Recorded data:
[Start of section]

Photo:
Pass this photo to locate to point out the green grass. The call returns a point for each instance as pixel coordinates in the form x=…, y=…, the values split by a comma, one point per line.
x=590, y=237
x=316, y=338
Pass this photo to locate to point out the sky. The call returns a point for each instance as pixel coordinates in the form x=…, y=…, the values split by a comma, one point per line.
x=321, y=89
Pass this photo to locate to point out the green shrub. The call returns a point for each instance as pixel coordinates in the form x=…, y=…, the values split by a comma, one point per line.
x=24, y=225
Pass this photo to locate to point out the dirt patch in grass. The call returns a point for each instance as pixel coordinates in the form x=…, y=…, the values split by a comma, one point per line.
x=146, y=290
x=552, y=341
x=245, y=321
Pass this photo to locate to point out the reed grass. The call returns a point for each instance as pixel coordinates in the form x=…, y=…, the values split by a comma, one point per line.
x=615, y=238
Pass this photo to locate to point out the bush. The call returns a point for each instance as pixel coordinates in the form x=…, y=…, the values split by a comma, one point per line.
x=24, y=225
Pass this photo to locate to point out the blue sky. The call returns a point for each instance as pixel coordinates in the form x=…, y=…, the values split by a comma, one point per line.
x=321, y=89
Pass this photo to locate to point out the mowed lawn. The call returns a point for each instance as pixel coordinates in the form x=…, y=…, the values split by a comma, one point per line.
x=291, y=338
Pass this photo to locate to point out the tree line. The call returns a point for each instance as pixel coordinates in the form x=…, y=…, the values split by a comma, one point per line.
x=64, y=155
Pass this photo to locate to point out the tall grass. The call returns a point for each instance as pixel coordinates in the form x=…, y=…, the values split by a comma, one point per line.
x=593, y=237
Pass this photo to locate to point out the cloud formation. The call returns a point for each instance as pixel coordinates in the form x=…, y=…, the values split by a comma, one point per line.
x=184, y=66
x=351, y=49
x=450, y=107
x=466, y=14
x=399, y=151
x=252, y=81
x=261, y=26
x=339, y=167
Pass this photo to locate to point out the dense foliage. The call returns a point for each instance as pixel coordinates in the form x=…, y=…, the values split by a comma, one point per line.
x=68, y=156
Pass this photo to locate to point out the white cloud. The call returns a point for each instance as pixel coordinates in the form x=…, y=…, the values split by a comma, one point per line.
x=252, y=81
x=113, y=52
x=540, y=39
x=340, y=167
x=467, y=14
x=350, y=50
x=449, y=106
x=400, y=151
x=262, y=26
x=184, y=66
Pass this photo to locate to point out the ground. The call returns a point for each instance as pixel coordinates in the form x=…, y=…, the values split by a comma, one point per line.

[End of section]

Please quote every record above exactly as it appears.

**Output for this exercise:**
Photo:
Pass this photo to locate to point out the green grass. The call returns a point for each instance as pixel coordinates in the form x=…, y=…, the values split by a comma, one point per line.
x=590, y=237
x=316, y=338
Pass this photo to locate to point out the sky. The call returns a point for each instance as pixel coordinates in the form x=…, y=…, the values split by a comma, one point per line.
x=321, y=89
Pass this photo to locate to point out the green shrub. The call returns a point for each instance as pixel coordinates in the form x=…, y=…, the values split by a comma, one point per line.
x=24, y=225
Pass this photo to locate to point out the dirt patch in grass. The call returns a point for each instance as pixel coordinates in the form x=…, y=…, the values split by a comma, one point per line.
x=146, y=290
x=552, y=341
x=245, y=321
Pass this photo to locate to point out the reed grass. The call returns a point for each instance as pixel coordinates in the form x=…, y=…, the values split by a comma, one point per line.
x=615, y=238
Pass this photo to locate to point out the bush. The call returns a point for each instance as pixel coordinates in the form x=…, y=…, the values split by a comma, one point per line.
x=24, y=225
Pass this photo to locate to point out the blue sky. The call returns a point for each instance as pixel coordinates in the form x=…, y=…, the values split by a comma, one point per line.
x=321, y=89
Pass this photo to locate to point out the mowed lawn. The call returns a point for each instance as pixel coordinates in the form x=…, y=…, the values split by a comma, one point per line.
x=291, y=338
Pass this photo to locate to point out the tree line. The call returns a point for each instance as pixel coordinates in the form x=…, y=…, the values split by a comma, one point per line.
x=64, y=155
Pass this photo to locate to point out the tall grass. The call returns a point for each instance as pixel coordinates in the form x=…, y=…, the values split by a comma, one point per line.
x=593, y=237
Pass this photo to locate to point out the cloud formation. The call returns a point for each instance as pixel coordinates in the form x=…, y=…, the values split by a comma, one point per line.
x=184, y=66
x=351, y=49
x=450, y=107
x=466, y=14
x=399, y=151
x=252, y=81
x=261, y=26
x=339, y=167
Pass this photo to locate to point out the dense foliage. The call returns a point for each instance as pixel coordinates in the form x=…, y=…, the values split by a comma, one point per line.
x=68, y=156
Pass this photo to locate to point out the white cloud. The call returns a point for each instance as pixel coordinates in the form x=…, y=…, the values split by a comma, one point per line.
x=252, y=81
x=113, y=52
x=540, y=39
x=340, y=167
x=467, y=14
x=350, y=50
x=449, y=106
x=400, y=151
x=262, y=26
x=184, y=66
Pass this photo to locate to point out the ground. The call returns a point for each instance as pixel coordinates in the form x=…, y=…, the values split by a comma, one point per line.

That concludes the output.